Find every line in the entries below that contains the word "wall", matching case, and copy each of those lines in full.

---

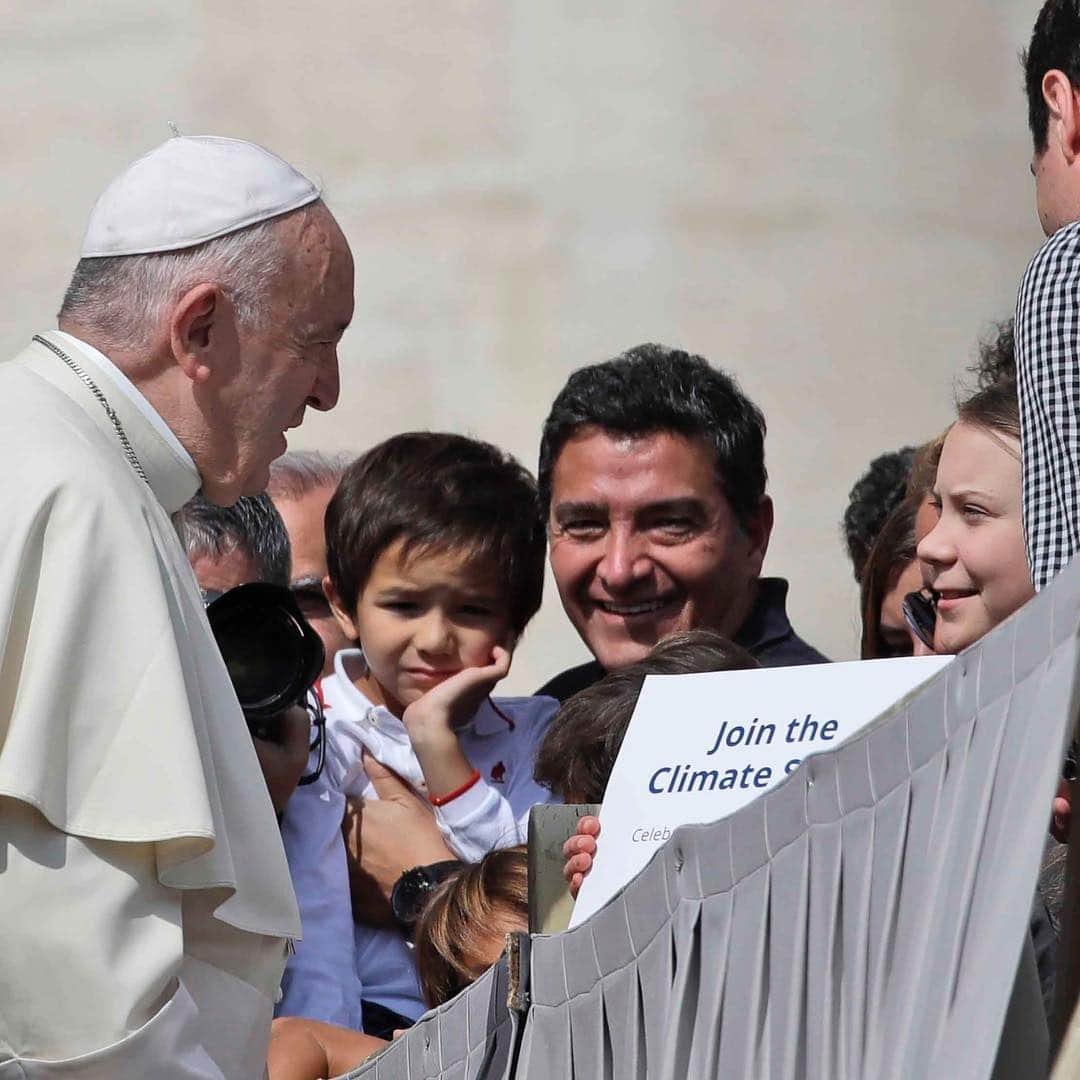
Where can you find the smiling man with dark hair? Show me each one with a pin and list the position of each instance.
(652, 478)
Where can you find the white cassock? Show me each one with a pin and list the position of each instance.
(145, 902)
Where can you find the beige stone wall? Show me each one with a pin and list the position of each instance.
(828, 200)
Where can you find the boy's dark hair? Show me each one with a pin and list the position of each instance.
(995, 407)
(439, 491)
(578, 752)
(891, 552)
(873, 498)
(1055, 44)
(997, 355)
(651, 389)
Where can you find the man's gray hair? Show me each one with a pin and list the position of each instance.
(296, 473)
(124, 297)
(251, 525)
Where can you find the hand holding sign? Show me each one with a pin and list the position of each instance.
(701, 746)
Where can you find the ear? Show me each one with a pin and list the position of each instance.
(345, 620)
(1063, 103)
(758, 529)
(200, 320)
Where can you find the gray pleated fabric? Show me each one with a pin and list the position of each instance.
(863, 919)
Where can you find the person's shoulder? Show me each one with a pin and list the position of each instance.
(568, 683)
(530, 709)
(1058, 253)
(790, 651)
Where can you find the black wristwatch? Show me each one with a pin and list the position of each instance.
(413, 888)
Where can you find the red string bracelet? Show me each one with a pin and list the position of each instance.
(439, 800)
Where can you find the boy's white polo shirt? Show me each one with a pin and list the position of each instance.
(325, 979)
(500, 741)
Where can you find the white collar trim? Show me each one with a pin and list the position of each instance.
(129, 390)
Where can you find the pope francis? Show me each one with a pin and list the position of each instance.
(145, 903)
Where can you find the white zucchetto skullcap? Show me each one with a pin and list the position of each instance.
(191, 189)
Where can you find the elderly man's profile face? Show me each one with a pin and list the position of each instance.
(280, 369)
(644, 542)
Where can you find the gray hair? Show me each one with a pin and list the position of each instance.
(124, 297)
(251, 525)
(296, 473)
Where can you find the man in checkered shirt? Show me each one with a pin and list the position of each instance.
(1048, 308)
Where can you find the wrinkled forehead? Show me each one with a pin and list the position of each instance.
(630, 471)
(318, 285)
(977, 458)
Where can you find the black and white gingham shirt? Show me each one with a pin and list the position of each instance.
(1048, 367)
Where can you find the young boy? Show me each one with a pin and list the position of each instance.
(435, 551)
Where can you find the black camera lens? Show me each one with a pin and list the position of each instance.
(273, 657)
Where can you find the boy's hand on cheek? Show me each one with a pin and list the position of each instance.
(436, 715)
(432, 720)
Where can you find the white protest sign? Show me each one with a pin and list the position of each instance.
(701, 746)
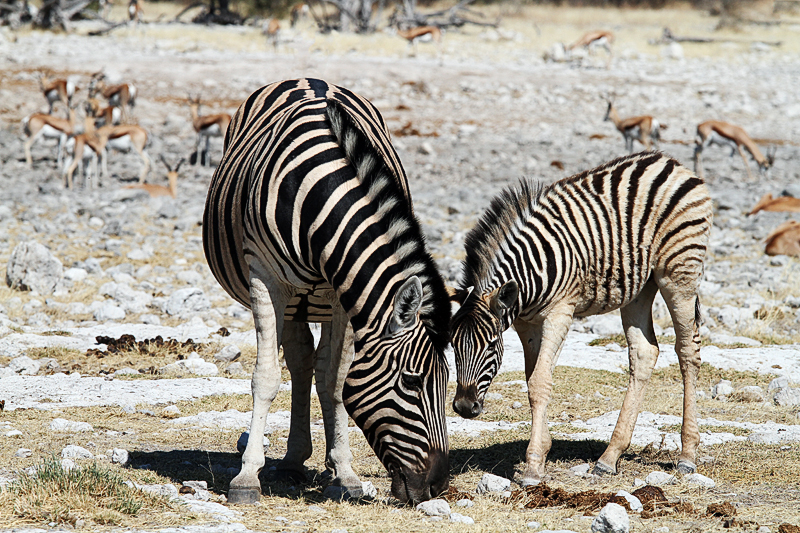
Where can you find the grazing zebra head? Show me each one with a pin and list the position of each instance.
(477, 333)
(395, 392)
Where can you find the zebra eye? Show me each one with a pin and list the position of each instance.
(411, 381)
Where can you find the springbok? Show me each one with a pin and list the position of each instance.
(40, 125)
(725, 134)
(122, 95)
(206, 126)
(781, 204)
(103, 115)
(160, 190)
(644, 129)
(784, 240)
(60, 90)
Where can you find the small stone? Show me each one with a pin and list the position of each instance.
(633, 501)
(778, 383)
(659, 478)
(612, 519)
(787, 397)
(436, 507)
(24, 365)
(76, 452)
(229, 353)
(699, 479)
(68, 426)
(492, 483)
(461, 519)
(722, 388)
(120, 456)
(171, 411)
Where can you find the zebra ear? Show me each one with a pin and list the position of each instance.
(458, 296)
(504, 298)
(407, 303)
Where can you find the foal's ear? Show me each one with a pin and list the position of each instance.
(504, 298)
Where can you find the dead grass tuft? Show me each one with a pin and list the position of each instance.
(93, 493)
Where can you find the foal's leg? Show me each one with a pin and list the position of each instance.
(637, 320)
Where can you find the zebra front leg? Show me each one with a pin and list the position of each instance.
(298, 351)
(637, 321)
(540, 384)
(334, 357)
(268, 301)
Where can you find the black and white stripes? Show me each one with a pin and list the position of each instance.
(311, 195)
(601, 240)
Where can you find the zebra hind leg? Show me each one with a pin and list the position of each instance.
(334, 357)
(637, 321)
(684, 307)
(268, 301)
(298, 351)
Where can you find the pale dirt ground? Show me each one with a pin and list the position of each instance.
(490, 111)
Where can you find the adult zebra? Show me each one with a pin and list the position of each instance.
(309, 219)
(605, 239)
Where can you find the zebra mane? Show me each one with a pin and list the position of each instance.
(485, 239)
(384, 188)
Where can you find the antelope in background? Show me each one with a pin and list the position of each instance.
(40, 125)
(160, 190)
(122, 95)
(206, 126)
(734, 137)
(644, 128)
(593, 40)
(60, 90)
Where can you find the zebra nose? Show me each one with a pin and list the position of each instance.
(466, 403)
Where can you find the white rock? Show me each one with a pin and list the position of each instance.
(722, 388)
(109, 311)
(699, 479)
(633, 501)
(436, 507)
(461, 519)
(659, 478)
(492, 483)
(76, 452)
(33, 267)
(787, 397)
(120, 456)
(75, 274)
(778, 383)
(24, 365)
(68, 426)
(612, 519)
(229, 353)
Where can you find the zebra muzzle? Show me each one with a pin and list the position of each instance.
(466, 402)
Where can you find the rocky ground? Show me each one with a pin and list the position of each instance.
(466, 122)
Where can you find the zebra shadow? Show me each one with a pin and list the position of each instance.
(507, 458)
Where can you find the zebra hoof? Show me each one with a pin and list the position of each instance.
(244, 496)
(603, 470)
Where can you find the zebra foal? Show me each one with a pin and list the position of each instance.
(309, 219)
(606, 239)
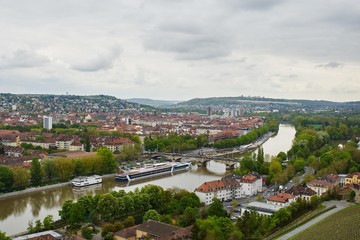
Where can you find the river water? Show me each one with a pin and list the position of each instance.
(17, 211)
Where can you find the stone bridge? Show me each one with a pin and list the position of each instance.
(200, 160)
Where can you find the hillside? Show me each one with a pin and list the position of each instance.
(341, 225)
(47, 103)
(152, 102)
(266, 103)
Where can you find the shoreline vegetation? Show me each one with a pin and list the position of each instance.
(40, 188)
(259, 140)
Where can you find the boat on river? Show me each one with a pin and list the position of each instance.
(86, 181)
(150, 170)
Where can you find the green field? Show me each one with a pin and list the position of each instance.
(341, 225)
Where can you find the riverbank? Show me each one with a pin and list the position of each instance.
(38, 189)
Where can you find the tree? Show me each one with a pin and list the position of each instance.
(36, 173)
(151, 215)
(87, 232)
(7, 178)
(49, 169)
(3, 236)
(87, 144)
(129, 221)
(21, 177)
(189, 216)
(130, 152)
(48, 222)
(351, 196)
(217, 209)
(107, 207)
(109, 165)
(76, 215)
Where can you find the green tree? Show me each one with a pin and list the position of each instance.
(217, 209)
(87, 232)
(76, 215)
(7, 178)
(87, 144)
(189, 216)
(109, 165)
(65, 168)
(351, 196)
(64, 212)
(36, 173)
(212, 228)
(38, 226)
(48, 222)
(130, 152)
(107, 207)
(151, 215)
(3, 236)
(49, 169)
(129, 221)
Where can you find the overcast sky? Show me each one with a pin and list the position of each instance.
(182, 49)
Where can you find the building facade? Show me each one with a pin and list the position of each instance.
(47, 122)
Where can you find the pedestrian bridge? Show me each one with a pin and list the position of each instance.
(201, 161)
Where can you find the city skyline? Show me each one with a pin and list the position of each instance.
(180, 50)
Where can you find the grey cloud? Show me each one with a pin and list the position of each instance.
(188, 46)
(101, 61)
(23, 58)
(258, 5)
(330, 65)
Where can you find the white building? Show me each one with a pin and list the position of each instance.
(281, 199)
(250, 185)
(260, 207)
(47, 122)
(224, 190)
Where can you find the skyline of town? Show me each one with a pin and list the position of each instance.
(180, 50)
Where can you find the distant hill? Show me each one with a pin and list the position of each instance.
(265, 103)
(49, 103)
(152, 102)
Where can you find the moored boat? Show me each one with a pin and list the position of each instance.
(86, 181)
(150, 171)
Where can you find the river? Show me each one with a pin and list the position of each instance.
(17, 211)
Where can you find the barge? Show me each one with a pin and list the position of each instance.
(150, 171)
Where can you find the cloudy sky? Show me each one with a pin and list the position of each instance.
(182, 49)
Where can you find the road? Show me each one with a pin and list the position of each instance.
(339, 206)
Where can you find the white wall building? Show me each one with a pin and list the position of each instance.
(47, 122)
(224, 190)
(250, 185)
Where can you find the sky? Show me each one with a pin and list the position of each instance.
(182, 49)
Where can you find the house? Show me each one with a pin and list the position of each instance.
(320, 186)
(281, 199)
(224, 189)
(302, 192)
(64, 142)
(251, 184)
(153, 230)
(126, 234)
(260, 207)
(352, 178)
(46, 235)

---

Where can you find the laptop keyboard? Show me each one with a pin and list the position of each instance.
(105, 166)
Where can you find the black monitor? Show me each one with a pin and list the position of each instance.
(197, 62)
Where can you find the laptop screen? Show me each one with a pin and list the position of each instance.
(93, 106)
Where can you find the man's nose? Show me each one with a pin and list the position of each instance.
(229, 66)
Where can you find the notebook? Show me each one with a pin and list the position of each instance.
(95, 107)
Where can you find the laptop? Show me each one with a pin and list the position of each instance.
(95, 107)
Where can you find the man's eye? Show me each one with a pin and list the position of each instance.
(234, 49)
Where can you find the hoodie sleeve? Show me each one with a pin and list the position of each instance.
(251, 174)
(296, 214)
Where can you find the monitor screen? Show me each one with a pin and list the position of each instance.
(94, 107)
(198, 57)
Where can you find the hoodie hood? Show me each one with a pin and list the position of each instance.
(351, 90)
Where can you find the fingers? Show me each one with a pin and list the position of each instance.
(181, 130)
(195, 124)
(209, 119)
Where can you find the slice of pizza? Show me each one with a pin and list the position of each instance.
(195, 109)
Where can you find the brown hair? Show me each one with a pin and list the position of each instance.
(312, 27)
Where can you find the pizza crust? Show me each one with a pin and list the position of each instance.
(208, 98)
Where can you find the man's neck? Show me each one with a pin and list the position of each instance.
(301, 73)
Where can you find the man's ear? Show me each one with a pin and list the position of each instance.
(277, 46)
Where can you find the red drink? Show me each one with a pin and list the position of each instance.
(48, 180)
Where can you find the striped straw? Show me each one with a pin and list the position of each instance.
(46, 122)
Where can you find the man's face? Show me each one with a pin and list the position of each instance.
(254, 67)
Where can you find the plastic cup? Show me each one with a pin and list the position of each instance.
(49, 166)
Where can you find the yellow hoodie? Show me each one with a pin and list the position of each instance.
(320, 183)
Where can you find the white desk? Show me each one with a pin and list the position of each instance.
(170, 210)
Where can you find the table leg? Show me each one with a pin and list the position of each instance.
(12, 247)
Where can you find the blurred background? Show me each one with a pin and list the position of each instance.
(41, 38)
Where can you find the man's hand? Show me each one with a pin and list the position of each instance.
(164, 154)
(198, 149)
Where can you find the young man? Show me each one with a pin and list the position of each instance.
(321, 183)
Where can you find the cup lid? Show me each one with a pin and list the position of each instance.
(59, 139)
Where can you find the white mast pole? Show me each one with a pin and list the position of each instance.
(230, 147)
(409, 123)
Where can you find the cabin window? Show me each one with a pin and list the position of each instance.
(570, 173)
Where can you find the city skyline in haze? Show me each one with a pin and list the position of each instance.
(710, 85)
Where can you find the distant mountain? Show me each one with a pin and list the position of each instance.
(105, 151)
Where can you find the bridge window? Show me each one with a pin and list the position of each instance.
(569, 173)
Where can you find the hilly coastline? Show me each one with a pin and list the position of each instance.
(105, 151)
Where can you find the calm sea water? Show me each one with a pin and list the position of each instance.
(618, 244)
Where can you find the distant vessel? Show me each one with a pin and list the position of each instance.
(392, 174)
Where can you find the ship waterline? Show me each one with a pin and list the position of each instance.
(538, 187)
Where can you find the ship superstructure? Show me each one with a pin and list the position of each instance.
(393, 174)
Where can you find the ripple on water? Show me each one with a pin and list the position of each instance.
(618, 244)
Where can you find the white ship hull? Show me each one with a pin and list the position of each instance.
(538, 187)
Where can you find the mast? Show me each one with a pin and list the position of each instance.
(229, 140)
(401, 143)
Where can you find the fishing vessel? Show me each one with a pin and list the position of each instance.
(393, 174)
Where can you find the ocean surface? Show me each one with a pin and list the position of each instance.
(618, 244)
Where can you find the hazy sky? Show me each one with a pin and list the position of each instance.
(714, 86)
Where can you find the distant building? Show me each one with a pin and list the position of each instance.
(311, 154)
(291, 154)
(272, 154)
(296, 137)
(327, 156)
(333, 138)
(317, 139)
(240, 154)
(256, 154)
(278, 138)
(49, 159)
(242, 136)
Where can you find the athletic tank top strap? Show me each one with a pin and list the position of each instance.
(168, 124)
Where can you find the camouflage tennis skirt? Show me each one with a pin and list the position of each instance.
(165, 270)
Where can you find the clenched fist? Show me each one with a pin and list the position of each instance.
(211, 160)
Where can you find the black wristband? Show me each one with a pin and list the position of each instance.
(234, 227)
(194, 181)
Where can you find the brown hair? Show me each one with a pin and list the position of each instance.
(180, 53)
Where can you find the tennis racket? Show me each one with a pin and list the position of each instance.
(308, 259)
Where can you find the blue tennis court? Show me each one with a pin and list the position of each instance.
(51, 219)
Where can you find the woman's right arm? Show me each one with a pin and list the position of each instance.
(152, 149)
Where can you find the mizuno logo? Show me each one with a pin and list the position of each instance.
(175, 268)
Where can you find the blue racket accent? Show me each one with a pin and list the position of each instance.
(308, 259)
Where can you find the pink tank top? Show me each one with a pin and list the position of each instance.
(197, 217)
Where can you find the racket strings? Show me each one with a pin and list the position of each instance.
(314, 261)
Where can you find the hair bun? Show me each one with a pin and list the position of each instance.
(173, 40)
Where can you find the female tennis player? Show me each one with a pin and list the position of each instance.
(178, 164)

---

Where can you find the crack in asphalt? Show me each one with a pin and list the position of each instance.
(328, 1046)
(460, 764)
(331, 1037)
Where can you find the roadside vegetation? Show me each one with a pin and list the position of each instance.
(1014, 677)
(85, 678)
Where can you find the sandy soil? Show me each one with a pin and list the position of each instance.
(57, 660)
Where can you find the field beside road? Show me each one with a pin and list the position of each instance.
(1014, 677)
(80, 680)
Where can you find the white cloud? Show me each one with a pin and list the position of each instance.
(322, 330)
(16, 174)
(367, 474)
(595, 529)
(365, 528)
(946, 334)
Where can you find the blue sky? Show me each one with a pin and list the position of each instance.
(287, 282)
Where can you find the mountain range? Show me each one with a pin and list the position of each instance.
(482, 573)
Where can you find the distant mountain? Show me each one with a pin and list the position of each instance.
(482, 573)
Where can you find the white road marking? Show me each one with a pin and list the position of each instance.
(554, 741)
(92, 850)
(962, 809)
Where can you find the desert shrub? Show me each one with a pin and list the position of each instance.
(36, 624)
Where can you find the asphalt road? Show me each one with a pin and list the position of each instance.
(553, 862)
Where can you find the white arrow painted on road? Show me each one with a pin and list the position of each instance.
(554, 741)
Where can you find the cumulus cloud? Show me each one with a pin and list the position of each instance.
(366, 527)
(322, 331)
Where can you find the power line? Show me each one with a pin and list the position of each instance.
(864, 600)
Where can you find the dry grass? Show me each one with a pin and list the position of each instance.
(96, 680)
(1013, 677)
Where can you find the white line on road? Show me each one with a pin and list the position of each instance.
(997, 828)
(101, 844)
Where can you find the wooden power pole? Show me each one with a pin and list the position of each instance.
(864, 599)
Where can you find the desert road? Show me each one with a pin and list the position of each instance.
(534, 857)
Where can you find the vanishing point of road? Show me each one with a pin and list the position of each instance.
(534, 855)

---

### Complete response
Where can you find the beige stone wall? Show me each one with a pin and list the position of each instance.
Where can you find the white wall building? Show me each one with a pin and list the position of each instance.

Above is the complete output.